§ **Problem to solve**:
Return every record verbatim.

Dataset entries:
-*-*-

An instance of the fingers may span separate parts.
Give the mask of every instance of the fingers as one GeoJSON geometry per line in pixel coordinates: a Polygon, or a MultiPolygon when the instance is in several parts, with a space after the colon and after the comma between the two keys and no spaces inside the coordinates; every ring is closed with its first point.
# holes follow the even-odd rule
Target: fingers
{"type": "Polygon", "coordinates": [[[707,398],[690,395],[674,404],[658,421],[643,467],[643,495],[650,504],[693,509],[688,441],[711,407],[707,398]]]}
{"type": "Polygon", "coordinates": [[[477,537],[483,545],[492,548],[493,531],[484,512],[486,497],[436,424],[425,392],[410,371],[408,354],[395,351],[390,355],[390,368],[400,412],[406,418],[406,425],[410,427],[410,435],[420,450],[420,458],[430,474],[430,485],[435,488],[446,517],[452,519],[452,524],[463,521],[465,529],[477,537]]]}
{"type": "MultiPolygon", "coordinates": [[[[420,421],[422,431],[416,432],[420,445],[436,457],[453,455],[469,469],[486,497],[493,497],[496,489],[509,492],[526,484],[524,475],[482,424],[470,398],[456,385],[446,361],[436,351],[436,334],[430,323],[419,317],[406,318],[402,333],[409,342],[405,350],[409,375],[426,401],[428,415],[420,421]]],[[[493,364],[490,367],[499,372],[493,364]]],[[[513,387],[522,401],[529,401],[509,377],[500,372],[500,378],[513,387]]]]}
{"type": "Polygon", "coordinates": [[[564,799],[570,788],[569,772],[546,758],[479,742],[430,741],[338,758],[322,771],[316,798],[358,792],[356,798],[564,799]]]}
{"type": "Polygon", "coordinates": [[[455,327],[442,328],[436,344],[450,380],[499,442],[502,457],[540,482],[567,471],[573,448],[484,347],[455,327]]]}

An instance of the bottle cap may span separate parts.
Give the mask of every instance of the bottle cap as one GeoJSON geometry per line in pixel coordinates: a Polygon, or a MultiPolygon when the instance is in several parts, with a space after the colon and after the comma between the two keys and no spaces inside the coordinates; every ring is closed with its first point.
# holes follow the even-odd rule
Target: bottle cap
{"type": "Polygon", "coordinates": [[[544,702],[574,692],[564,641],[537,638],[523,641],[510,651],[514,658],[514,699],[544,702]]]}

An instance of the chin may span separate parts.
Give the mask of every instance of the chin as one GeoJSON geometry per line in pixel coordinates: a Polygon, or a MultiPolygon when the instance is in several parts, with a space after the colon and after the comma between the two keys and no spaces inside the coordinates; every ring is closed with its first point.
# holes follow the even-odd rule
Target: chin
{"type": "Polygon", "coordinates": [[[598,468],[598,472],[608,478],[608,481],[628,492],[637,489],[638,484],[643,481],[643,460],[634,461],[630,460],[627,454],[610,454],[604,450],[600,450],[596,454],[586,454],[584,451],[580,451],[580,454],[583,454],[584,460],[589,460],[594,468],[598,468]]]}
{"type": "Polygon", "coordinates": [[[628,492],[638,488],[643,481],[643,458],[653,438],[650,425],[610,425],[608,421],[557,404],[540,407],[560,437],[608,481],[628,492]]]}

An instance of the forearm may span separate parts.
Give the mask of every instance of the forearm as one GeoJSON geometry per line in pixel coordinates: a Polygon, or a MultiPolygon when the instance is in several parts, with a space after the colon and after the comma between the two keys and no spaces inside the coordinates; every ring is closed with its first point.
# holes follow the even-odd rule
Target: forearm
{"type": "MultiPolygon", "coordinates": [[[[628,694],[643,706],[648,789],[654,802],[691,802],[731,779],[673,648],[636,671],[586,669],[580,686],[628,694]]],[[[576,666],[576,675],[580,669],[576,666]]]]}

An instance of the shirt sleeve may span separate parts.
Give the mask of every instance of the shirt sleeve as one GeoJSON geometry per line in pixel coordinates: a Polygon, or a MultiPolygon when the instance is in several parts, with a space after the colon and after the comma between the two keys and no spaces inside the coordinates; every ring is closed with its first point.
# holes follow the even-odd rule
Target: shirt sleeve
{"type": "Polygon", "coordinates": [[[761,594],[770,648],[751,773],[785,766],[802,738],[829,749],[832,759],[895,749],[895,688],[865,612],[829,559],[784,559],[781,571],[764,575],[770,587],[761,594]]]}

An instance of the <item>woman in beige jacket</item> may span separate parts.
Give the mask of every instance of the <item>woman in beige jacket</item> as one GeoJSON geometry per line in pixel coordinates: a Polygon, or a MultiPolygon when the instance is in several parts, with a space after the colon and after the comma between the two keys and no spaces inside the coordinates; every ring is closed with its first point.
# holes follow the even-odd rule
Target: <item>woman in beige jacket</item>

-*-*-

§ **Output of the exercise**:
An instance of the fingers may span separate parts.
Give the mask of every instance of the fingers as one GeoJSON geometry per line in pixel coordinates: a Polygon, or a MultiPolygon when the instance is in several parts, with a space after the colon and after the comma between the two keys and no spaces inside the coordinates; every ring is closed with its first point.
# holes follow the even-odd rule
Target: fingers
{"type": "Polygon", "coordinates": [[[707,398],[690,395],[674,404],[658,421],[643,467],[643,495],[650,504],[693,509],[688,441],[711,407],[707,398]]]}
{"type": "Polygon", "coordinates": [[[477,537],[483,545],[492,548],[493,531],[484,512],[486,497],[436,424],[425,392],[410,371],[408,354],[395,351],[390,355],[390,368],[400,412],[406,418],[406,425],[410,427],[410,435],[420,450],[420,458],[430,474],[430,485],[435,488],[446,517],[452,519],[452,524],[463,521],[465,529],[477,537]]]}
{"type": "MultiPolygon", "coordinates": [[[[420,421],[422,431],[416,432],[420,445],[436,457],[453,455],[469,469],[486,497],[493,497],[496,489],[509,492],[526,484],[524,475],[482,424],[470,398],[456,385],[446,361],[436,351],[436,334],[430,323],[419,317],[406,318],[402,333],[409,342],[405,350],[409,375],[426,401],[428,415],[420,421]]],[[[493,364],[490,367],[499,372],[493,364]]],[[[513,387],[522,401],[529,401],[509,377],[500,372],[500,378],[513,387]]]]}
{"type": "Polygon", "coordinates": [[[564,799],[570,788],[569,772],[546,758],[479,742],[430,741],[338,758],[322,771],[316,798],[358,792],[356,798],[564,799]]]}
{"type": "Polygon", "coordinates": [[[455,327],[442,328],[436,344],[450,380],[499,442],[502,457],[540,482],[567,471],[573,448],[484,347],[455,327]]]}

An instance of the bottle cap may span separate parts.
Give the mask of every instance of the bottle cap as one GeoJSON geometry per line in pixel coordinates: a Polygon, or a MultiPolygon when the instance is in several parts, with a space after the colon and after the comma between the two keys and no spaces inside the coordinates; every ring is closed with its first point.
# holes follow the even-odd rule
Target: bottle cap
{"type": "Polygon", "coordinates": [[[544,702],[574,692],[564,641],[537,638],[523,641],[510,651],[514,658],[514,699],[544,702]]]}

An instance of the chin may span separate parts.
Give the mask of every instance of the chin as one GeoJSON geometry per line in pixel coordinates: a Polygon, or a MultiPolygon when the instance is in several parts, with a space after the colon and after the comma between the two keys and no spaces inside the coordinates; every ring is closed with its first point.
# holes follow the even-odd rule
Target: chin
{"type": "Polygon", "coordinates": [[[598,468],[598,472],[608,478],[608,481],[628,492],[637,489],[638,484],[643,481],[643,460],[634,461],[630,460],[627,454],[610,454],[604,450],[600,450],[596,454],[586,454],[584,451],[580,451],[580,454],[583,454],[584,460],[589,460],[594,468],[598,468]]]}
{"type": "Polygon", "coordinates": [[[628,492],[638,488],[643,481],[643,458],[653,438],[650,425],[610,425],[608,421],[557,404],[540,407],[560,437],[608,481],[628,492]]]}

An instance of the forearm may span separate parts.
Give the mask of every instance of the forearm as one GeoJSON geometry per line in pixel coordinates: a Polygon, or a MultiPolygon when the instance is in several parts, with a space after the colon and after the comma between the two keys and no spaces inside the coordinates; every ring is closed with its first point.
# holes follow the even-odd rule
Target: forearm
{"type": "MultiPolygon", "coordinates": [[[[628,694],[643,706],[648,789],[654,802],[691,802],[731,779],[673,648],[636,671],[586,669],[580,686],[628,694]]],[[[576,666],[576,675],[580,669],[576,666]]]]}

An instance of the shirt sleeve may span separate parts.
Give the mask of every instance of the shirt sleeve as one GeoJSON geometry per line in pixel coordinates: a Polygon, or a MultiPolygon when the instance is in several parts, with a space after the colon and after the comma between the two keys and no spaces inside the coordinates; every ring is closed with its first point.
# holes follow the even-odd rule
Target: shirt sleeve
{"type": "Polygon", "coordinates": [[[761,594],[770,648],[751,773],[785,766],[802,738],[829,749],[832,759],[895,749],[895,688],[865,612],[829,559],[784,559],[781,571],[764,575],[770,587],[761,594]]]}

An instance of the <item>woman in beige jacket</item> may span separate parts.
Give the mask of every instance of the <item>woman in beige jacket</item> as one GeoJSON geometry per line in pixel coordinates: a Polygon, or a MultiPolygon when the instance is in several parts, with a space after the colon and after the comma between the two keys and no spaces inside the coordinates; every ring is closed with its first point.
# holes follow the even-odd rule
Target: <item>woman in beige jacket</item>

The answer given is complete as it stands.